Phrase grounding data:
====

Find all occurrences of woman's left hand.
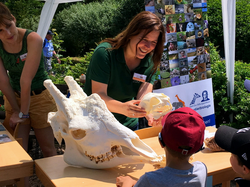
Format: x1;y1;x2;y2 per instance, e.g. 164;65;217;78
146;114;163;127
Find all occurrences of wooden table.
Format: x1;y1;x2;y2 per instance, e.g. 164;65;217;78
0;124;33;186
35;127;237;187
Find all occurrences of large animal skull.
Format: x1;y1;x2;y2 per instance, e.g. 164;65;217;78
44;76;163;169
139;93;172;119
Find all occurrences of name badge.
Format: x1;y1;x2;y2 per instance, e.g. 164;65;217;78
20;53;27;61
133;73;146;82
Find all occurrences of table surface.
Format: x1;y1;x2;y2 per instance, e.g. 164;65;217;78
0;124;34;182
35;127;238;187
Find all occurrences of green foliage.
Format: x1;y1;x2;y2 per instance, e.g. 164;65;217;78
52;0;144;56
0;104;4;112
51;29;66;58
211;42;250;128
207;0;250;62
49;49;94;84
5;0;43;30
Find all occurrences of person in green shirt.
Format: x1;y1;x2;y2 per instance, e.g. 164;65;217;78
0;3;57;158
84;11;165;130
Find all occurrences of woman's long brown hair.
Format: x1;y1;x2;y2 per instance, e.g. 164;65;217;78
101;11;165;78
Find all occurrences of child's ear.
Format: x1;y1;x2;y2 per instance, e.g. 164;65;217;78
242;165;250;175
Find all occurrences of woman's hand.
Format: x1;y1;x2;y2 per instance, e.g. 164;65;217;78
146;114;163;127
116;176;137;187
123;100;147;118
9;112;26;130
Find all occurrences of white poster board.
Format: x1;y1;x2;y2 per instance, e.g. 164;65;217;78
154;78;215;127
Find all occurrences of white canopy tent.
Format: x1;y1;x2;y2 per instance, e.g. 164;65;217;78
221;0;236;105
37;0;82;40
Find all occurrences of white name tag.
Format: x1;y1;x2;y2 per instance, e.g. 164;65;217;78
133;73;147;82
20;53;27;61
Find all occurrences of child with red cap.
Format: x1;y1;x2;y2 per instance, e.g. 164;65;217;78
116;107;207;187
215;126;250;187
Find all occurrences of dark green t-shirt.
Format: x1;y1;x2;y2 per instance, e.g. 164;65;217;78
84;42;156;129
0;29;48;91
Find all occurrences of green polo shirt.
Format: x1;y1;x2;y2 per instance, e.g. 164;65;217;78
84;42;156;129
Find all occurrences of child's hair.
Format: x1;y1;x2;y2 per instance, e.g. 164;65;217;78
234;154;244;167
0;3;14;26
159;107;205;156
165;145;192;159
215;126;250;170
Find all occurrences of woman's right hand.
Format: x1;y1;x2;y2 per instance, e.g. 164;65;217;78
122;100;147;118
9;112;25;130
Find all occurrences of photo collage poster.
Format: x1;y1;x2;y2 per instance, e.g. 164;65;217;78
145;0;210;89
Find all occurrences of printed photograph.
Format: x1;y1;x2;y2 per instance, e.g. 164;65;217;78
195;30;204;39
196;35;205;46
165;5;175;14
169;53;179;60
177;31;186;41
170;76;180;86
198;71;207;80
175;4;184;14
186;22;195;32
194;20;203;30
167;42;178;51
160;60;170;71
184;4;193;13
197;62;206;72
178;49;187;59
179;58;188;67
169;59;179;69
187;47;197;57
161;78;172;88
166;23;177;33
167;33;177;42
176;22;187;32
186;38;196;48
180;74;189;84
193;9;203;21
188;56;198;67
180;66;189;76
189;68;198;82
177;41;187;50
197;54;207;64
185;13;194;22
196;46;205;55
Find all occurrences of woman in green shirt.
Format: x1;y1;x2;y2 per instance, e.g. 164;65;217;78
84;11;165;130
0;3;56;158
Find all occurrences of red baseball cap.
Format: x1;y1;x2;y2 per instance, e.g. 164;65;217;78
160;107;205;155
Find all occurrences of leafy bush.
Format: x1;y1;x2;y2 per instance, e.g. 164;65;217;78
49;49;94;84
211;42;250;128
208;0;250;62
52;0;144;56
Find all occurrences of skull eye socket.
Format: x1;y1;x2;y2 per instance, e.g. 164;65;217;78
71;129;86;139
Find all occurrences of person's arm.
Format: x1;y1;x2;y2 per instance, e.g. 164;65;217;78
0;58;20;113
116;176;137;187
53;50;61;64
18;32;43;119
136;82;153;100
92;80;147;118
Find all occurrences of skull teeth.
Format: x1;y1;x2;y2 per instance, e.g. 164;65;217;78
84;145;122;164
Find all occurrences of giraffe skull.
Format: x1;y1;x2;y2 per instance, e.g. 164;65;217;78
43;76;163;169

====

● **ASSIGNED TASK**: Nothing should appear in the answer except the lines from the one containing "Find all occurrences of giraffe skull." to the end of the data above, reproduced exactly.

● **RESPONSE TO THIS TASK**:
Find all occurrences of giraffe skull.
Format: x1;y1;x2;y2 per instance, e.g. 164;65;217;78
43;76;163;169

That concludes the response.